┌──

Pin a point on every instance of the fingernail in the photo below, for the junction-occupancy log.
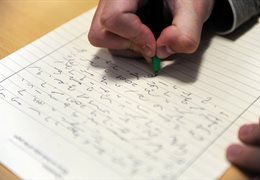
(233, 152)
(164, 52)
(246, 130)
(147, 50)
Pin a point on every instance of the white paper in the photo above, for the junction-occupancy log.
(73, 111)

└──
┌──

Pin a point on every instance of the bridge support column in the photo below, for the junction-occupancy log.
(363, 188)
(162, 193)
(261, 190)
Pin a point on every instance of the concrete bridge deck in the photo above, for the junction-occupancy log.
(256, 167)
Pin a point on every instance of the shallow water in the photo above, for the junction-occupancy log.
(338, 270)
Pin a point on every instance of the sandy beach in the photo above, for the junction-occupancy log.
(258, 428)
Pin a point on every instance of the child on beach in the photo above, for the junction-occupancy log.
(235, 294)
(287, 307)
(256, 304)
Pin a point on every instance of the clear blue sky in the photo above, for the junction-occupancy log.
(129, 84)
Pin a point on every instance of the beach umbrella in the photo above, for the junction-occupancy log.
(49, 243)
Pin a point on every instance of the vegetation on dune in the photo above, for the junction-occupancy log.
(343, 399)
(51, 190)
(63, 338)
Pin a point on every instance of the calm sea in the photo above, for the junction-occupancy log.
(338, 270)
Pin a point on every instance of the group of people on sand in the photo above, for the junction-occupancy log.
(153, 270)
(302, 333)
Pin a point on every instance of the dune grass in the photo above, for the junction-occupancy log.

└──

Task details:
Recast the entries as a numbered list, starting with the line that contains "Pin a point on every instance of the sandy" and continuing through the line that contains "Pin a point on every instance of the dune", with both of those lines included. Leave out any blank lines.

Exercise result:
1. Pin a point on every instance of the sandy beach in the photo above, for the junction-occupancy log.
2. (258, 428)
3. Pin a point on every instance of the child on beach in the photo above, for the junction-occupancy log.
4. (235, 294)
5. (287, 307)
6. (256, 304)
7. Pin a point on every instance of the clear blue sky in the photo above, for the junction-occupancy log.
8. (129, 84)
9. Pin a point on every instance of the beach umbrella in the photo above, for the junction-occupancy log.
10. (49, 243)
11. Pin a point on every instance of the vegetation on dune in the photo above, for the junction-occupancy log.
12. (343, 399)
13. (51, 190)
14. (63, 338)
15. Pin a point on every instance of the calm sea in the photo above, for the junction-occupancy log.
16. (338, 270)
17. Pin a point on every instance of the group of people on sand in the photo above, for the junction-occupancy log.
18. (153, 270)
19. (302, 333)
20. Pin a point on every instance of the dune grass in the photo above, for the junction-occupancy log.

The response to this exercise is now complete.